Please copy every line of the records below word for word, leaving out the pictures.

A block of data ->

==*==

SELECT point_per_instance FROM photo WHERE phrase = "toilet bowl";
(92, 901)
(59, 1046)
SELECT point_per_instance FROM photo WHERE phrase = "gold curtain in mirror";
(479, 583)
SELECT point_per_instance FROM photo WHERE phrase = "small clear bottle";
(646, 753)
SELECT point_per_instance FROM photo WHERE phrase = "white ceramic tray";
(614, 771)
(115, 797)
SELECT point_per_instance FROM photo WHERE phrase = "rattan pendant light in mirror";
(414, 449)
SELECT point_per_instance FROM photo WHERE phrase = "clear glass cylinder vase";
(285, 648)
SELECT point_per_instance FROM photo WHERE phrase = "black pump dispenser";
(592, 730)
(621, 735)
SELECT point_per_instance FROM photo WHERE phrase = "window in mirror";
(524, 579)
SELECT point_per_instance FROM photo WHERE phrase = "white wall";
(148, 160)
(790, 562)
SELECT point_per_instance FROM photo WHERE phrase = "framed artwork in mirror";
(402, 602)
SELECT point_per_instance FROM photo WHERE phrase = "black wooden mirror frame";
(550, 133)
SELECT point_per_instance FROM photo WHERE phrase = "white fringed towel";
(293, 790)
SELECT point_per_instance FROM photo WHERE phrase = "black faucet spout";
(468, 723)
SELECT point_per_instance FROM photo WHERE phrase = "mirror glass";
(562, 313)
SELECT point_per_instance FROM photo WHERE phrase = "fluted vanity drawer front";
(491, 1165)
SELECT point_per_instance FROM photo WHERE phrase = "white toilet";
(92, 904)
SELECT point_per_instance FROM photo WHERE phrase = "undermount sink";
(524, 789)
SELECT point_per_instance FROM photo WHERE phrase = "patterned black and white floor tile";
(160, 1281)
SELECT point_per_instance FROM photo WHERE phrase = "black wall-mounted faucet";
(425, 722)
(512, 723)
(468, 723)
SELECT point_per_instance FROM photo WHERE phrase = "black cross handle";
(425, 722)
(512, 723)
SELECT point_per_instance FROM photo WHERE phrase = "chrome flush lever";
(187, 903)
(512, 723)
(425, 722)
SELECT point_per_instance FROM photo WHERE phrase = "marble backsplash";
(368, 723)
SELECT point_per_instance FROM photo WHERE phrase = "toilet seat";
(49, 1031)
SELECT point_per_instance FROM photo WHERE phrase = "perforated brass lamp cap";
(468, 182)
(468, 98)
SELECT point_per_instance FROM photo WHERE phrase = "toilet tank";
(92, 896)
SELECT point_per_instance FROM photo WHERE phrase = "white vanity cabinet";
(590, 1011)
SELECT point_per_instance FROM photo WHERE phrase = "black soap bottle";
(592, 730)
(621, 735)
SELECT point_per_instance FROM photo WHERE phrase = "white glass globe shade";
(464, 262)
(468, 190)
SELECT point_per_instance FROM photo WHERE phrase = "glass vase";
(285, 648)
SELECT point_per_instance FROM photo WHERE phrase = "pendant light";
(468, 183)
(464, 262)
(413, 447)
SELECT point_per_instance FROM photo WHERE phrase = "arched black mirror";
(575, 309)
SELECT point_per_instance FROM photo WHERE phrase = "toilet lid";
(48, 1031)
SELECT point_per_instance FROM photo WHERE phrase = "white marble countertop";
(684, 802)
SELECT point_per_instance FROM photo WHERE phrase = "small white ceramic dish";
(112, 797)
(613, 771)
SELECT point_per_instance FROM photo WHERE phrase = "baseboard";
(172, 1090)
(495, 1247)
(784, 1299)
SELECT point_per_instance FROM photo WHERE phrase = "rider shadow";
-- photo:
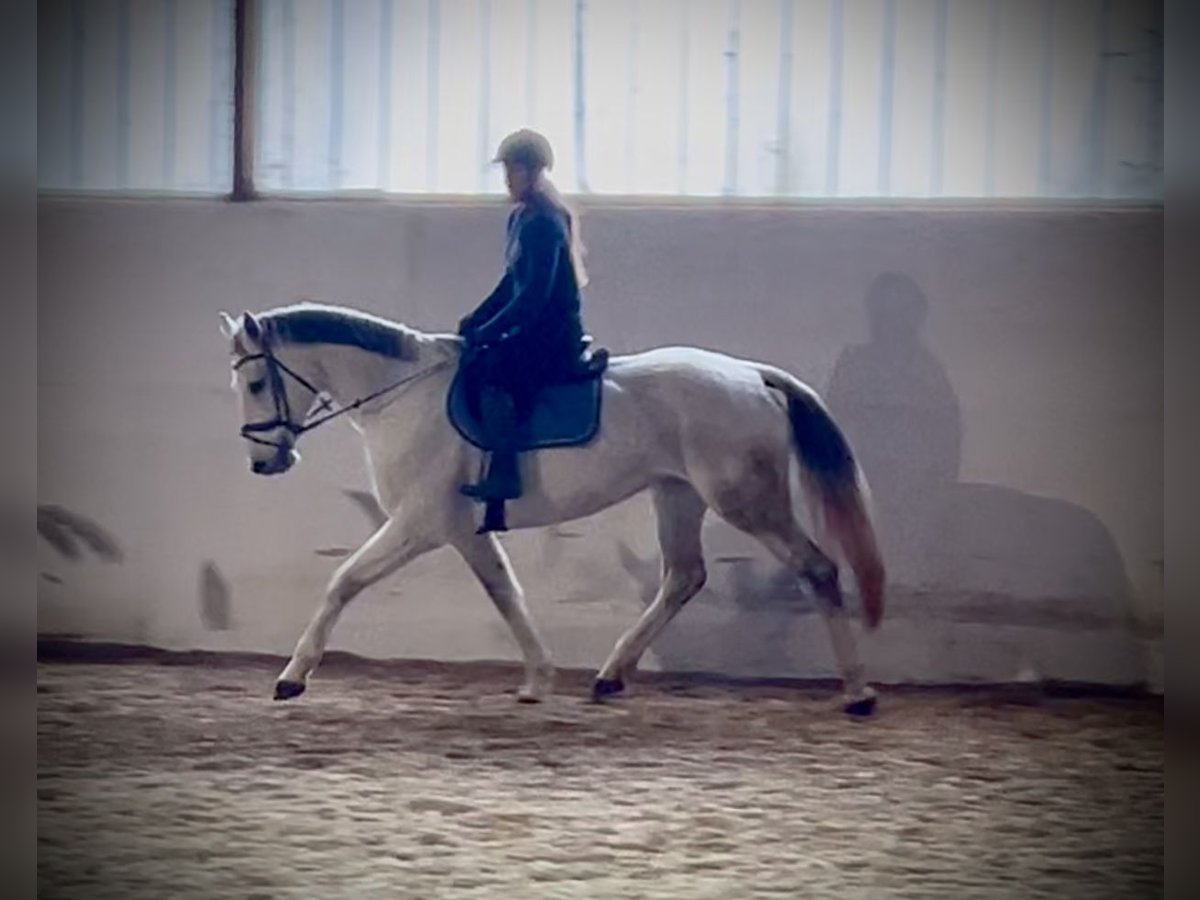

==*==

EXERCISE RESPONSE ->
SELECT point_per_instance FROM photo WHERE phrase = "toilet bowl";
(92, 901)
(59, 1046)
SELECT point_per_instance FROM photo WHERE phrase = "gold curtain in mirror";
(479, 583)
SELECT point_per_instance FROM photo WHERE phrase = "small clear bottle";
(646, 753)
SELECT point_per_instance FROM photo WHERE phrase = "white ceramic tray";
(614, 771)
(115, 797)
SELECT point_per_instance FROM photo WHERE phrase = "rattan pendant light in mirror";
(414, 449)
SELECT point_per_instance FROM photo WHERE phrase = "clear glass cylinder vase";
(285, 648)
SELECT point_per_instance FROM photo WHERE phrase = "black pump dispenser";
(592, 730)
(621, 735)
SELECT point_per_instance FROM photo WHERE phrase = "window in mirror";
(524, 579)
SELECT point_per_instance FROM photo WHERE phrase = "white wall";
(148, 160)
(790, 562)
SELECT point_per_instance FROM photo WHERE phrase = "framed artwork in mirror";
(402, 602)
SELECT point_per_instance FROM photo WHERE phrase = "black wooden mirror frame";
(550, 133)
SELECT point_per_instance FROM photo WHERE phrase = "white fringed towel";
(293, 790)
SELECT point_per_instance FROM photo WHERE phrase = "black faucet spout";
(468, 723)
SELECT point_per_instance FROM photo WHERE phrase = "mirror glass";
(562, 313)
SELECT point_per_instance FROM photo WHERE phrase = "fluted vanity drawer front";
(491, 1165)
SELECT point_per_instance FROM photo WHERE phrase = "white toilet";
(92, 904)
SELECT point_per_instance FROM photo WHERE phrase = "undermount sink";
(524, 789)
SELECT point_per_instance FROM photo WHERE phrase = "patterned black and white floor tile";
(160, 1281)
SELECT point_per_instance FROM photo WHERE phrase = "black wall-mounted faucet";
(425, 722)
(512, 723)
(468, 723)
SELECT point_per_instance FROM photo WHERE phrase = "black cross handle";
(425, 722)
(512, 723)
SELECT point_per_instance FROM photo WHERE phrase = "chrome flush lever";
(187, 903)
(512, 723)
(425, 722)
SELECT point_per_instance FROM photo WHERE phrase = "marble backsplash";
(368, 723)
SELECT point_per_instance FROM photo WHERE phrase = "toilet seat";
(49, 1031)
SELECT point_per_instance FROM photo WHERE phrase = "perforated brass lamp cap";
(468, 182)
(468, 98)
SELECT point_per_instance FROM photo WHERE phrase = "toilet tank";
(92, 896)
SELECT point_per_instance FROM photo WHERE phrase = "white vanity cabinet";
(590, 1011)
SELECT point_per_instance FROM photo WHERE phrase = "black soap bottle";
(592, 730)
(621, 735)
SELECT point_per_instance FROM photo WHERE phrase = "white glass globe shade";
(464, 262)
(468, 190)
SELECT point_per_instance FROM photo WHERE phrase = "glass vase";
(285, 648)
SELECT point_per_instance FROM photo WHERE phrase = "pendant light";
(468, 183)
(464, 262)
(413, 447)
SELECT point_per_instance FROM photo WHERE phrase = "arched black mirror";
(575, 309)
SELECT point_per_instance FROM photo WHERE phrase = "toilet lid";
(48, 1031)
SELECT point_per_instance FROM photo WHERE phrase = "white marble countertop";
(684, 802)
SELECT point_per_instance FROM photo WHERE phrase = "small white ceramic dish";
(112, 797)
(613, 771)
SELECT point_per_instance FROM photo WHERE phrase = "baseboard";
(172, 1090)
(495, 1247)
(784, 1299)
SELECT point_per_instance FROM photo WHERE phrase = "rider shadow";
-- photo:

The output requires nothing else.